• **TASK**:
Copy every line of the data below word for word, changing nothing.

• **INPUT FOR THIS TASK**:

%%

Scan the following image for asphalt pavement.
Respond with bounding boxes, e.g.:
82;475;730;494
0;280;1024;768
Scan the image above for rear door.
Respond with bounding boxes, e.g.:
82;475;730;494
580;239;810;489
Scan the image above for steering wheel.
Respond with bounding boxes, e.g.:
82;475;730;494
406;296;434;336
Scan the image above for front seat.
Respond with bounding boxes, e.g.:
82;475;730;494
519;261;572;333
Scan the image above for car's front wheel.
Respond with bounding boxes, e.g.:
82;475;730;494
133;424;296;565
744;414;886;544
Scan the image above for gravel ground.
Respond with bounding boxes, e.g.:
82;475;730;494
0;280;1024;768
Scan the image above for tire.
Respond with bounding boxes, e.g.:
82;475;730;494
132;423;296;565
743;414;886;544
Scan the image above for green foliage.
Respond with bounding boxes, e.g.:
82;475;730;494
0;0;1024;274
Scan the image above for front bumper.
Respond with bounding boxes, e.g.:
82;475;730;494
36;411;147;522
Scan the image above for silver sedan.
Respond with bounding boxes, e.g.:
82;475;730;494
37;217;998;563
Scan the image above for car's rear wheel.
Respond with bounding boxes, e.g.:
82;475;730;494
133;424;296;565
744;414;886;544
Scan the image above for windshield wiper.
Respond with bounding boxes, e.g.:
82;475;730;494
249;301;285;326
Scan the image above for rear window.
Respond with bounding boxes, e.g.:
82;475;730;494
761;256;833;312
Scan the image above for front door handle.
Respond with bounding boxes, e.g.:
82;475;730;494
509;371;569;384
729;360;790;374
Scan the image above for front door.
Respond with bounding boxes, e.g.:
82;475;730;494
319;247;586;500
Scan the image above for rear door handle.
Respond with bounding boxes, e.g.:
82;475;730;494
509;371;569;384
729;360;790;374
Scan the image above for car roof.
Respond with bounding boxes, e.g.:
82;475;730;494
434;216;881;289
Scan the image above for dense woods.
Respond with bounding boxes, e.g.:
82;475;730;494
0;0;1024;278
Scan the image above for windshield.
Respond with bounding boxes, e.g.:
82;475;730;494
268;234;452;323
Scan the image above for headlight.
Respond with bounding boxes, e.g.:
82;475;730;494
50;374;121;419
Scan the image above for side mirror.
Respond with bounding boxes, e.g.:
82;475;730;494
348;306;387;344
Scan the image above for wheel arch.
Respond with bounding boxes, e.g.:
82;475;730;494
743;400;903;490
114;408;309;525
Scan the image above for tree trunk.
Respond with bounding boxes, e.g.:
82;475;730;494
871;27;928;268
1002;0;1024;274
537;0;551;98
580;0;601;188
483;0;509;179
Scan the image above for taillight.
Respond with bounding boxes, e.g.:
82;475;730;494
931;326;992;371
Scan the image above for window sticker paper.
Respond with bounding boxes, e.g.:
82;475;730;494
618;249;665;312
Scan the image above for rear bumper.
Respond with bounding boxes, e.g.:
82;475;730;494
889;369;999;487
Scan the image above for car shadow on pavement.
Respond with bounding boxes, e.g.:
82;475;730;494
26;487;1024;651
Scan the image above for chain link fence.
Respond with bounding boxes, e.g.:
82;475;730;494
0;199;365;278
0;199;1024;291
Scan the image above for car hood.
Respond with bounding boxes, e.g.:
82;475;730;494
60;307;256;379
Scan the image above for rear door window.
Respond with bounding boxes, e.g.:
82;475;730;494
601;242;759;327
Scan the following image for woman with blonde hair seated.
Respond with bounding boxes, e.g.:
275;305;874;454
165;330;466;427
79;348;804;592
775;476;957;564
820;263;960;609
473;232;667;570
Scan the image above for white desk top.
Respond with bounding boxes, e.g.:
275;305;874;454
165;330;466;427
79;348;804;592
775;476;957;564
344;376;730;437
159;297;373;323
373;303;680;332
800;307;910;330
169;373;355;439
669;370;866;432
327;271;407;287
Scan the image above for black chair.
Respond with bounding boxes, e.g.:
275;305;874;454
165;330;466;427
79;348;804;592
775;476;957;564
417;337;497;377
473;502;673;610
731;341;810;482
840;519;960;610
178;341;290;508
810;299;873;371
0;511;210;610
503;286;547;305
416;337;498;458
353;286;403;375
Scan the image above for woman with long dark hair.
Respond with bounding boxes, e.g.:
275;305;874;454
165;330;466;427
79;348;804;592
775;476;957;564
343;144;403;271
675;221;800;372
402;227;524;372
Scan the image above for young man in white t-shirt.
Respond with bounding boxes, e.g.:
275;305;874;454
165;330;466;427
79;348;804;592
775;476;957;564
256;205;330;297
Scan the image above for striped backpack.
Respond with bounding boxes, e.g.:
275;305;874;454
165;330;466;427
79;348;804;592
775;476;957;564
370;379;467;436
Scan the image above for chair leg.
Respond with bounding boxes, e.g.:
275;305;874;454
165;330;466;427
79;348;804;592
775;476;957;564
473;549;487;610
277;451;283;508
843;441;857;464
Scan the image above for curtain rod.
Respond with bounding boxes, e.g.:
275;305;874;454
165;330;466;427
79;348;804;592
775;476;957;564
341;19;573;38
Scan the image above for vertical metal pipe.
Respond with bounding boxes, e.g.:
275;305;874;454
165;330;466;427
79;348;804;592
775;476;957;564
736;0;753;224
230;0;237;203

%%

• **COMPLETE RESPONSE**:
Scan the following image for asphalt pavement.
Respond with bounding boxes, e.g.:
82;475;730;494
0;280;1024;768
Scan the image above for rear door.
Respond with bounding boxes, e.g.:
82;475;730;494
580;239;810;489
Scan the image above for steering wheel.
Respond with bounding boxes, e.g.:
82;475;730;494
406;296;434;336
Scan the image above for front seat.
Respond with bounding boxes, e.g.:
82;475;730;494
519;261;572;333
Scan the image above for car's front wheel.
Respond with bounding boxes, e.g.:
82;475;730;494
133;424;296;565
744;414;886;544
Scan the image above for gravel ground.
Respond with bounding boxes, e.g.:
82;475;730;494
0;280;1024;768
Scan the image above for tire.
Respond with bounding boxes, e.g.:
82;475;730;494
132;423;296;565
743;414;886;544
Scan the image above for green foliage.
Respond with bounding boxes, e.g.:
82;475;730;494
0;0;1024;274
Scan the image above for front bumper.
Respond with bounding boxes, e.g.:
82;475;730;494
36;411;147;522
Scan the image above for silver sedan.
Respond with bounding boxes, e.g.:
82;475;730;494
37;217;998;563
Scan the image above for car's rear wheel.
Respond with bounding boxes, e.g.:
82;475;730;494
133;424;296;565
744;414;886;544
Scan the image above for windshield wiper.
Respond with bounding boxes, e.g.:
82;475;730;494
249;301;285;326
Scan the image above for rear window.
Respond with bounding boxes, e.g.:
82;475;730;494
761;256;833;312
Scan the image above for front door handle.
Respond with bounding boxes, e.g.:
82;475;730;494
509;371;569;384
729;360;790;374
Scan the image above for front door.
Respond with bounding boxes, e.g.:
82;475;730;494
319;247;586;500
Scan the image above for rear door handle.
Respond with bounding boxes, e.g.:
82;475;730;494
509;371;569;384
729;360;790;374
Scan the image above for car roof.
Respond with bounding boxes, e.g.:
82;475;730;494
434;216;881;289
Scan the image above for dense woods.
Respond with bounding boxes, e.g.:
82;475;730;494
0;0;1024;278
Scan the image above for windshield.
Respond with bounding boxes, e.g.:
82;475;730;494
268;234;452;323
Scan the image above for headlight.
Respond with bounding boxes, e.g.:
82;475;730;494
50;374;121;419
Scan the image above for side mirror.
Respond with bounding boxes, e.g.:
82;475;730;494
348;306;387;344
Scan the image above for wheel arch.
Respond with bounding boxes, e.g.:
82;475;730;494
743;400;903;490
114;408;309;525
Scan the image above for tree trunk.
Respond with bounding boxes, e.g.:
82;475;730;494
871;27;928;268
1002;0;1024;274
537;0;551;98
580;0;601;188
483;0;509;179
Scan the image above for taillight.
Respond with bounding boxes, e.g.:
82;475;730;494
931;326;992;371
Scan the image above for window sticker paper.
Respond with bounding boxes, e.g.:
82;475;730;494
618;249;665;312
Scan the image above for rear bumper.
Respond with bounding boxes, e.g.:
82;475;730;494
889;369;999;487
Scan the image above for car shadow on pavement.
Respond with bounding boxes, e.g.:
82;475;730;494
26;487;1024;651
Scan the image above for chain link fence.
Respond with bounding boxes, e.g.:
82;475;730;494
0;199;365;278
0;199;1024;291
Scan the image above for car hood.
Respond with bounding boxes, e.g.:
82;475;730;494
60;307;256;379
Scan the image above for rear door window.
Respond with bounding boxes, e.g.:
82;475;730;494
601;242;759;327
Scan the following image for woman with blonde hair seated.
Respond with bounding boxes, e.g.:
275;305;874;454
165;330;466;427
79;348;804;592
775;476;957;564
820;263;960;609
473;232;667;570
Scan the image above for white desk top.
Respond with bounding boxes, e.g.:
275;305;874;454
165;330;466;427
79;348;804;592
775;476;957;564
344;376;730;437
159;297;373;323
373;303;680;332
800;307;910;330
169;373;355;439
669;370;866;432
327;271;407;287
Scan the image above for black chair.
Respond with bounding boxes, e.g.:
275;305;874;454
165;330;466;427
79;348;804;592
775;476;957;564
417;337;497;377
473;502;673;610
731;341;810;482
840;519;960;610
178;341;290;508
810;299;873;371
0;511;210;610
503;286;547;305
416;337;498;458
353;286;403;375
Scan the image above for woman with long dark hair.
Respond with bounding boxes, e.g.:
275;305;874;454
165;330;466;427
79;348;804;592
775;476;957;564
343;144;403;271
675;221;800;372
402;227;524;372
Scan the image above for young man in white t-shirt.
Respond with bounding boxes, e.g.:
275;305;874;454
165;330;466;427
79;348;804;592
775;476;957;564
256;205;330;297
Scan the image above for striped backpack.
Respond with bounding boxes, e.g.:
275;305;874;454
165;330;466;427
79;348;804;592
775;476;957;564
370;379;467;436
Scan the image above for chair leg.
Respond with bounding boxes, e.g.:
275;305;874;454
165;330;466;427
79;348;804;592
775;476;957;564
473;549;487;610
277;451;283;508
843;441;857;464
Scan the image above for curtain rod.
Respond with bounding boxes, e.g.:
275;305;874;454
165;330;466;427
79;348;804;592
775;476;957;564
341;19;573;38
Scan the image above for vertical metal pipe.
Respond with bounding boxes, e.g.:
275;305;874;454
165;330;466;427
79;348;804;592
775;476;957;564
736;0;753;224
230;0;237;203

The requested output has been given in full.